_Task_:
Print all the entries exactly.

[Extracted data]

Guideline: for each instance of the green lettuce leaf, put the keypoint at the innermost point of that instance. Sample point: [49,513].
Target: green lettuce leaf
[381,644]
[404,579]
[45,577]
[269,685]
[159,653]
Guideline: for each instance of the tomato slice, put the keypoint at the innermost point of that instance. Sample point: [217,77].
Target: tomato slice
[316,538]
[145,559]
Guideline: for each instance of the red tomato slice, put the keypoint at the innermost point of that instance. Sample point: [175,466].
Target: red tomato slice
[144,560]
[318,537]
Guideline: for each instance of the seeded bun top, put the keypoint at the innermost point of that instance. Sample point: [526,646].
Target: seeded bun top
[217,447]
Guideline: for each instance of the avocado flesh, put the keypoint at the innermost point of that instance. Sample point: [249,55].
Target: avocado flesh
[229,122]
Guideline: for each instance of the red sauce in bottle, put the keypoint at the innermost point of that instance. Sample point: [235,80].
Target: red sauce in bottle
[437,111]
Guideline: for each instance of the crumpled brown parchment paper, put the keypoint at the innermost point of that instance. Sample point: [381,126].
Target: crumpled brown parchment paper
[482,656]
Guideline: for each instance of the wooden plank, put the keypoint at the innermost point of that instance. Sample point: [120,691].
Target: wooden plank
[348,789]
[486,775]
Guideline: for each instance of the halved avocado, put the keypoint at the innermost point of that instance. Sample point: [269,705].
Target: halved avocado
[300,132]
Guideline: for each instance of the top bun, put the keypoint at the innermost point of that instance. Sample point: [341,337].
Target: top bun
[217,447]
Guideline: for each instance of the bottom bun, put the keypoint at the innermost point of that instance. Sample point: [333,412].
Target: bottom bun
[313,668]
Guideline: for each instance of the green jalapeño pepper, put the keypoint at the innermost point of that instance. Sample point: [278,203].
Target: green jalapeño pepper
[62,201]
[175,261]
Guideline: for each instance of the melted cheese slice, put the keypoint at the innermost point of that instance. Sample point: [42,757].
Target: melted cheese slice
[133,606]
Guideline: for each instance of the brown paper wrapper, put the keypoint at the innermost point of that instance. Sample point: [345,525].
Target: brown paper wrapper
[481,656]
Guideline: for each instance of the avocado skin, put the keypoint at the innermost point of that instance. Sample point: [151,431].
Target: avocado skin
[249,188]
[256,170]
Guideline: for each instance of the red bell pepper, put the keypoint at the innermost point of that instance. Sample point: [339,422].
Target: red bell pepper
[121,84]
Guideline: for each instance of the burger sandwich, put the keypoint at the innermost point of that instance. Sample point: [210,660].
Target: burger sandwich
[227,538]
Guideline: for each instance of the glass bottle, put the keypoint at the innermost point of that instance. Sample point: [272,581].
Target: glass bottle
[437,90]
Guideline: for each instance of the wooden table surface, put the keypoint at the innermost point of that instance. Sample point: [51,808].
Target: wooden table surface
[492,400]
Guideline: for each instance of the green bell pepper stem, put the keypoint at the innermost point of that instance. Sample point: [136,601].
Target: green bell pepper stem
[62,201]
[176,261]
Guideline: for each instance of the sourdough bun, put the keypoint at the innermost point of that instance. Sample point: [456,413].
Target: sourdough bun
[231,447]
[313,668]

[/Extracted data]

_Output for this exercise_:
Guideline: for each instance of the green lettuce leaf, put the keypoint at the innermost point of that instance. Sample point: [49,513].
Target: green lettuce leaf
[381,644]
[404,579]
[45,577]
[269,685]
[159,653]
Guideline: for each instance of the tomato slice, put the keypoint at the innermost point of that instance. Sample point: [217,77].
Target: tomato slice
[316,538]
[145,559]
Guideline: for each instance of the red tomato slice, put the keypoint at the innermost point of that instance. Sample point: [175,466].
Target: red tomato slice
[144,560]
[318,537]
Guideline: for each instance of the seeded bun top, put the keypoint at the innermost point of that instance. Sample point: [526,646].
Target: seeded bun top
[217,447]
Guideline: for each instance of the avocado flesh, put the keypoint at the innermost point of that instance. Sample point: [249,55].
Target: avocado flesh
[229,122]
Guideline: for each instance of the red sauce in bottle, put the keypoint at the innermost point of that instance. Sample point: [235,80].
Target: red sauce in bottle
[437,111]
Guideline: for each instance of the crumpled brown parchment paper, put the keypoint at the innermost point of that instance. Sample point: [381,126].
Target: crumpled brown parchment paper
[482,656]
Guideline: for each instance of the wooden plank, put the keypoint at the innermost point of that instance. Sample point: [120,691].
Target: wooden plank
[348,789]
[486,775]
Guideline: for each instance of the halved avocado, put the keypoint at the innermost point of that instance. Sample point: [269,705].
Target: halved avocado
[300,132]
Guideline: for each instance of the top bun, put the keypoint at the innermost point of that instance. Sample point: [341,337].
Target: top bun
[217,447]
Guideline: for each instance of the bottom bun, put the keypoint at the innermost point of that instance. Sample point: [333,412].
Target: bottom bun
[313,668]
Guideline: for each instance of the green jalapeño pepper, put the keypoint at the innermost point of that instance. Sample point: [278,203].
Target: green jalapeño pepper
[62,201]
[175,261]
Guideline: for each instance of the melted cheese slice, put the keypoint at the innermost point of that instance. Sample point: [42,757].
Target: melted cheese slice
[133,606]
Guideline: for each instance of the brown paper wrapper, put the keypoint at the innermost point of that instance. Sample point: [345,525].
Target: brown paper wrapper
[481,656]
Guideline: for each instance of the avocado skin, put the keypoint at the innermost point of that instance. Sample point: [151,431].
Target: avocado skin
[249,188]
[256,170]
Guideline: for each instance of the red bell pepper, put the keypoint at the innermost point of that instance. Sample point: [339,422].
Target: red bell pepper
[121,84]
Guideline: for each instance of the burger sandwich, put the keypoint at the innermost point of that instance. Sample point: [210,660].
Target: burger sandwich
[227,538]
Guideline: for each instance of the glass bottle, put the keypoint at the innermost point of that instance. Sample point: [272,581].
Target: glass bottle
[437,90]
Guideline: for each instance of the wooden table surface, put the keypoint at the innermost point of that instance. Sample point: [51,808].
Target: wooden table surface
[492,400]
Guideline: for each instance of the green bell pepper stem, put the keypoint at the innermost point of that instance. Sample point: [136,601].
Target: green bell pepper stem
[62,201]
[176,261]
Guideline: for each instance of the sourdough bun, put the keypoint at the innermost point of that instance. Sample point: [456,413].
Target: sourdough bun
[231,447]
[313,668]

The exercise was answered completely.